**SUPPLIED DATA**
┄┄┄┄┄┄
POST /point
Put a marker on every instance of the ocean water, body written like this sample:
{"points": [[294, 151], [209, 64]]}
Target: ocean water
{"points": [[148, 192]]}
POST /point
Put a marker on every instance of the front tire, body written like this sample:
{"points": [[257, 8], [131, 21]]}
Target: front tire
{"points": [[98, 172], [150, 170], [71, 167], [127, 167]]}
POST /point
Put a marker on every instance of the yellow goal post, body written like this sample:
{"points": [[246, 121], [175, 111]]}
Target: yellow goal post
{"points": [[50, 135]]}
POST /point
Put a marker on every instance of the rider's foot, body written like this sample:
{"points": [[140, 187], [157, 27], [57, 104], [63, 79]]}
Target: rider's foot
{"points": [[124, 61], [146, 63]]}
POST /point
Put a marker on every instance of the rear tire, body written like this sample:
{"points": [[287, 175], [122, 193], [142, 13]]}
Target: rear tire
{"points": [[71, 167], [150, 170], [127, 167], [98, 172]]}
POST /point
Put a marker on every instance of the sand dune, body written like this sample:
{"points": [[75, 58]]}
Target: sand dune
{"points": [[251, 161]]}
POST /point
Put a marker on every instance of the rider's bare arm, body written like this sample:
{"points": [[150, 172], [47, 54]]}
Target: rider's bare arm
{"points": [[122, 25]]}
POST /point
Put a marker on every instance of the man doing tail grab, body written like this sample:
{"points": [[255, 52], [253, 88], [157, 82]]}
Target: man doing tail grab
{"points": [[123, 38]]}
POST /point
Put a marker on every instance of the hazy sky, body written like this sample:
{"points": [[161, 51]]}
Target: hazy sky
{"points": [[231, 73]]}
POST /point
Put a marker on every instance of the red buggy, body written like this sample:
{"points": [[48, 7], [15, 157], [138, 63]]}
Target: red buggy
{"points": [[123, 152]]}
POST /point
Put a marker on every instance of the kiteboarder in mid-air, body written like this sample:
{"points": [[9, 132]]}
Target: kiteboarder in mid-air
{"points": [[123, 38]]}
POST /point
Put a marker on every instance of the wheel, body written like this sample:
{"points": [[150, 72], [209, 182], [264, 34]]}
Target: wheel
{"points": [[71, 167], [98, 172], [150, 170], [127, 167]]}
┄┄┄┄┄┄
**THE TASK**
Return what is listed above, exactly and completely.

**ANSWER SPACE**
POST /point
Put a marker on every instance of the ocean water, body written like this sample:
{"points": [[294, 151], [209, 64]]}
Target: ocean water
{"points": [[148, 192]]}
POST /point
Put a marker on every instance of the front tire, body written like this sample:
{"points": [[257, 8], [131, 21]]}
Target: front tire
{"points": [[98, 172], [150, 170], [71, 167], [127, 167]]}
POST /point
Put a marker on every instance of the yellow goal post, body written like this sample:
{"points": [[246, 121], [175, 111]]}
Target: yellow goal post
{"points": [[50, 135]]}
POST /point
Put a marker on every instance of the rider's foot, body written like this sample:
{"points": [[140, 187], [157, 27], [57, 104], [63, 79]]}
Target: rider's foot
{"points": [[124, 61], [146, 63]]}
POST /point
Put a marker on every instance of the rear tire, body written like this sample:
{"points": [[287, 175], [122, 193], [142, 13]]}
Target: rear tire
{"points": [[71, 167], [150, 170], [127, 167], [98, 172]]}
POST /point
Put a marker on every instance of the sand dune, body written like this sample:
{"points": [[75, 58]]}
Target: sand dune
{"points": [[251, 161]]}
POST /point
Put a marker on every instance of the rider's bare arm, body written like this sample:
{"points": [[150, 172], [47, 54]]}
Target: rider's bare arm
{"points": [[122, 25]]}
POST /point
Put a marker on every instance of the man doing tail grab, body written like this sample:
{"points": [[255, 52], [253, 88], [157, 82]]}
Target: man doing tail grab
{"points": [[123, 38]]}
POST /point
Put a marker on every instance of the hazy sky, body written like this sample:
{"points": [[161, 51]]}
Target: hazy sky
{"points": [[231, 73]]}
POST /point
Put a marker on every instance of the red buggy, body written like this sample:
{"points": [[48, 7], [15, 157], [138, 63]]}
Target: red buggy
{"points": [[123, 152]]}
POST /point
Put a marker on every instance of the kiteboarder in mid-air, body written like this sample:
{"points": [[9, 132]]}
Target: kiteboarder in mid-air
{"points": [[123, 38]]}
POST /point
Put a marker on every instance of the wheel, body written like this sample:
{"points": [[150, 72], [209, 182], [264, 34]]}
Target: wheel
{"points": [[71, 167], [98, 172], [150, 170], [127, 167]]}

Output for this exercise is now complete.